* ACTIVITIES *
• 1. Answer these questions from the article on choosing a baby's sex:
(a) What other name does the article give for selecting the gender of a couple's baby?
(b) How certain is PGD of selecting the desired sex, if properly done?
(c) What does the woman first go through in PGD?
• 2. Decide whether each statement agrees with the article on choosing a baby's sex:
(a) Couples normally have an equal chance of conceiving a boy or a girl.
(b) According to the article, sex selection could only ever be done abroad.
(c) The genetic diseases the article names occur in females but are carried by males.
• 3. Continue the article on choosing a baby's sex, picking up after its final sentence.

* EXCERPTED TEXT *
Medical Breakthrough:You Can Now Choose The Sex Of Your Child Before Birth
Do you know you can choose the sex of your children before they are born? Everyone wants a healthy baby and it is normal to have a preference. Gender selection enables that. It is a procedure that allows intending parents to choose the sex of their baby. The selection of the gender of a couple’s baby – also sometimes referred to as family balancing – is available through special test procedures in conjunction with IVF/ICSI (In vitro fertilization/Intracytoplasmic sperm injection).
Normally, all couples have a 50/50 chance of conceiving a boy or a girl; however, you might want to stack the odds in your favour, either for medical or some reasons to balance your family.
You may wish for a specific gender for your child if you wish to prevent inheritance of sex-linked genetic diseases.
There was a time the sex selection process could only be done abroad. Essentially the primary aim of assisted conception is to help couples achieve pregnancy, which is a primary and fundamental human requirement.
Research shows that as parents get closer to achieving their total desired number of children, the gender composition of the children already born becomes an important determinant of whether you would have another child.
Under these conditions, sex selection can help maximise your chances of having a small family size of both sexes. So instead of trying repeatedly and hoping on chance, a more certain method of selecting the sex of the child can be considered.
Sex selection is important for medical reasons in order to eliminate genetic diseases like Haemophila A and Duchenne’s muscular dystrophy that occur in males but are only carried or transferred by females.
If yours is a family with a history of some of these conditions, you could prefer to apply gender selection and opt to have only female children.
Pre-implantation Genetic Diagnosis or PGD is one of the best scientific methods for selecting the gender of a child. If properly done, PGD is almost 100 per cent certain of selecting the desired sex. In PGD, the woman first goes through IVF, where her ovaries are stimulated using medications to produce eggs.

Dataset excerpts:
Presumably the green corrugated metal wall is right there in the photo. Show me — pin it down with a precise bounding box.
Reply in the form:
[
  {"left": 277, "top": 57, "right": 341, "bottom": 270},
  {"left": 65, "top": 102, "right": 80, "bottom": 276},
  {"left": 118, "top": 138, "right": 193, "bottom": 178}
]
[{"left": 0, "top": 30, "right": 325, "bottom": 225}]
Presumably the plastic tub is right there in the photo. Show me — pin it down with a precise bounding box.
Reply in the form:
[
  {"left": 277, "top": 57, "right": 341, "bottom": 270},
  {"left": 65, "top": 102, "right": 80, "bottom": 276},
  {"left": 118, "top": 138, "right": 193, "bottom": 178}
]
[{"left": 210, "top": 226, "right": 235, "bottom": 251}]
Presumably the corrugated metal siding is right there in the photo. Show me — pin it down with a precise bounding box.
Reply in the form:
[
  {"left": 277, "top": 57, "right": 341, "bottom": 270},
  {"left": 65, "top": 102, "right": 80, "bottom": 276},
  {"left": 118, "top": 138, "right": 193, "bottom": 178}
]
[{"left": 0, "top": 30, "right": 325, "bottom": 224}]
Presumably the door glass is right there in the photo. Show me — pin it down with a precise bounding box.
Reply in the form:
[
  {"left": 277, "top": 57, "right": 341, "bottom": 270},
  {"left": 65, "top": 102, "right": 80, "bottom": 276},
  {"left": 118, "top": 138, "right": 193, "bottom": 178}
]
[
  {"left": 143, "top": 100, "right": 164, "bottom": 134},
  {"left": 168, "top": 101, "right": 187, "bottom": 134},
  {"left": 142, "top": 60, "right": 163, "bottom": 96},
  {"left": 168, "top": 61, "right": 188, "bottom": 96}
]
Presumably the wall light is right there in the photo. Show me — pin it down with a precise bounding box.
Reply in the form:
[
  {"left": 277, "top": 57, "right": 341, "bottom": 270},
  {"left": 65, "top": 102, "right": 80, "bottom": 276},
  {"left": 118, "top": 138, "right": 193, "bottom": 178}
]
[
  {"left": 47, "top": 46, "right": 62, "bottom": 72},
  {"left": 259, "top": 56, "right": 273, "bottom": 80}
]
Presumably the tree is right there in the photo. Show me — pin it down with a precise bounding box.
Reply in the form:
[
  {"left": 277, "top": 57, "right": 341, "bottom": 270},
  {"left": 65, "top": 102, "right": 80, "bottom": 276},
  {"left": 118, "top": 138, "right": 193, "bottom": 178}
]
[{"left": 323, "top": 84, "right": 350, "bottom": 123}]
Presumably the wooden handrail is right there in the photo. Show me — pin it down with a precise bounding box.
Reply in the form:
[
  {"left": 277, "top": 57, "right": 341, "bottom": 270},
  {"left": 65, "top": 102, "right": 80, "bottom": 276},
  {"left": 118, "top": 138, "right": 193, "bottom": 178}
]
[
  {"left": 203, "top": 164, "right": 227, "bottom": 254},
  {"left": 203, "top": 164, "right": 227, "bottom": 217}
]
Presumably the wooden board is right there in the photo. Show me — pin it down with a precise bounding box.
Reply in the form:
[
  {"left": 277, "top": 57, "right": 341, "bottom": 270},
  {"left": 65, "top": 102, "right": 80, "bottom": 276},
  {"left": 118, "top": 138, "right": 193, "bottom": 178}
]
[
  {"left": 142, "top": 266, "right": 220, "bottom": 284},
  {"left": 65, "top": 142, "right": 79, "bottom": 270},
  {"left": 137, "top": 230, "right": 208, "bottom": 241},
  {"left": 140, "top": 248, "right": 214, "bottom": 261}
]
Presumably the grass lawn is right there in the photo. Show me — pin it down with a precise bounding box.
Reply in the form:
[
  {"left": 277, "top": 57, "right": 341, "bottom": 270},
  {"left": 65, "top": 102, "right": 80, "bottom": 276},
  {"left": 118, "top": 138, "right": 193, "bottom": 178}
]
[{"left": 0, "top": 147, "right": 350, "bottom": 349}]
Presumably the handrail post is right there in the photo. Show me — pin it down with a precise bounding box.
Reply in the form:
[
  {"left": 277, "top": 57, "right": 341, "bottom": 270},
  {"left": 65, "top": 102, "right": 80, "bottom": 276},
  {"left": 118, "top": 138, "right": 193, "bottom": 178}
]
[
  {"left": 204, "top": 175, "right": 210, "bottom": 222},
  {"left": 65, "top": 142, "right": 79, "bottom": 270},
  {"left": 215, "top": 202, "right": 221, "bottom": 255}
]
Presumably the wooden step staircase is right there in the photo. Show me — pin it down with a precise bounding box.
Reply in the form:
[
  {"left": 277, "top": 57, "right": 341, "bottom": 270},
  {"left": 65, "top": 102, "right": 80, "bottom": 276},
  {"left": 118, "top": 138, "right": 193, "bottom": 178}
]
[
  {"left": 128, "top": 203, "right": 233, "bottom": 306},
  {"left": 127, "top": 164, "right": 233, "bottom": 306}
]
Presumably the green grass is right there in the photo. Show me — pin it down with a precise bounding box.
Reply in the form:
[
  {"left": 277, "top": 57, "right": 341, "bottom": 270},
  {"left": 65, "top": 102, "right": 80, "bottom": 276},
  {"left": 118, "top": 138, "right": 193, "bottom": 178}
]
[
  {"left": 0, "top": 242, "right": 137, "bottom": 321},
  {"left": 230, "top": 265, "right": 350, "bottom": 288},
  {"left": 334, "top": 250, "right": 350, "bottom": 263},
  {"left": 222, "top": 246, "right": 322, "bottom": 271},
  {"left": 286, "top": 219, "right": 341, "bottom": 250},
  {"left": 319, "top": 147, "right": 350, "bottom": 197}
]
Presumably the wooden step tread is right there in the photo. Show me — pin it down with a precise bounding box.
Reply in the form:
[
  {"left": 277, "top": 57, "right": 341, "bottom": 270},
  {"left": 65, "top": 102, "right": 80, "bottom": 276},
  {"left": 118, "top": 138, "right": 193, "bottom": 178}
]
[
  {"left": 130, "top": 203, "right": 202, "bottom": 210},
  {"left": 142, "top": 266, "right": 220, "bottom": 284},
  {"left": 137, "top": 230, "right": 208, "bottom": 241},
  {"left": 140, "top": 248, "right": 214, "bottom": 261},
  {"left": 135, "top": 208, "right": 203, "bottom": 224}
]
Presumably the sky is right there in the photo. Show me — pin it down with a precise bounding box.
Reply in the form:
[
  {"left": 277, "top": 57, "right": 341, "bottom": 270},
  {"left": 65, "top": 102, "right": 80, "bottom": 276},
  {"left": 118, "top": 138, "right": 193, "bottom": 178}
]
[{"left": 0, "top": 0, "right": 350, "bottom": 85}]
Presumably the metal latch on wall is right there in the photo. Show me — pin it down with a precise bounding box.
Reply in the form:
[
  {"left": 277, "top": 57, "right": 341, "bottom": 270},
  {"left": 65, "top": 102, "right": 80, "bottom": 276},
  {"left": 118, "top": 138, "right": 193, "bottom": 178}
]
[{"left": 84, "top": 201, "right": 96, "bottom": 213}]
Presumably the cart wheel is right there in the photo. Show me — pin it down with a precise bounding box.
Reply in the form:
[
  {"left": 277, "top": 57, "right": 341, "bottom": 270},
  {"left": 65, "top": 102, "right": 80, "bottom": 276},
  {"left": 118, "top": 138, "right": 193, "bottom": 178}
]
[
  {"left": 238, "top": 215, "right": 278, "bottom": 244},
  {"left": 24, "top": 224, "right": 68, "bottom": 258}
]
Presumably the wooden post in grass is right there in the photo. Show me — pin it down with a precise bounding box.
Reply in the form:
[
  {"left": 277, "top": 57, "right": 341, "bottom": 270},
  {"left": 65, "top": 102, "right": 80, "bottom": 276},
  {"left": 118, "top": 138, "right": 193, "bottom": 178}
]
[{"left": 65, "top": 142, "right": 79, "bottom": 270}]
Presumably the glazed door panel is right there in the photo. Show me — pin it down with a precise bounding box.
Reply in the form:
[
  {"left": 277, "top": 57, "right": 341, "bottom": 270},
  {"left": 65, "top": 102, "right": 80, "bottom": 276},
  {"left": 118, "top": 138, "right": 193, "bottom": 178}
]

* RESULTS FOR EACH TASK *
• 1.
(a) Family balancing.
(b) Almost 100 per cent certain.
(c) IVF, in which her ovaries are stimulated using medications to produce eggs.

• 2.
(a) Yes: "Normally, all couples have a 50/50 chance of conceiving a boy or a girl"
(b) No: "There was a time the sex selection process could only be done abroad."
(c) No: "occur in males but are only carried or transferred by females"

• 3.
The eggs are retrieved from her body using a special technique. They are fertilised using her partner’s sperms and in the resulting embryos, small cells are removed from each and analysed to determine the gender of the particular embryo.
Embryos of the desired sex are then transferred into the woman’s womb with the hope that they will attach to the uterine lining and grow into a viable pregnancy.
The gender of an embryo is determined by the chromosomes carried by the sperm. A sperm can carry either the X or the Y chromosome. The woman’s egg only contributes the X chromosome to the fertilised embryo. The presence of the Y chromosome in the sperm will create a male baby (XY). Two X chromosomes – one X from the sperm and one X from the egg – will produce a female baby (XX).
Another method known as Sperm Sorting/Microsort, involves the sperms being sorted using fluorescent technology into Y chromosome for the boy carrying sperms and X chromosome (girl) carrying sperms. The technology is based on the fact that the X chromosome is substantially larger than the Y chromosome.
The process uses a fluorescent DNA stain that attaches to the DNA of each sperm and a sorter to identify and separate the sperms.
However, not all couples are suitable for Microsort. The sperm count of the male partner must be within normal limits (at least 20 million sperms per ml with 50 per cent motility). Sperm samples are collected over a period and banked until a total of about 200 million sperms are collected. They are frozen and sent for sorting.
The sorted samples are sent back usually within three to four weeks and depending on the desired gender, the appropriate sperm is used to inseminate the woman or to fertilise her egg during processes of assisted reproduction.
The chances that the child will be a boy are up to 80 per cent while the chances that they will be a girl are over 90 per cent.
There are pros and cons. In PGD, the embryos may be damaged during testing. The desired sex may not be achieved as all the embryos produced may not be of the desired sex. The Microsort method may also not result in getting the desired gender as it is not 100 per cent effective.
Microsort method is based on separating sperm according to how much DNA is in the sperm. If a sperm with extra or less DNA per chromosome (abnormal sperm) fertilises an egg, it could result in pregnancy failure or a high risk of miscarriage.
Alongside sex determination, PGD can also check if the embryos are genetically normal.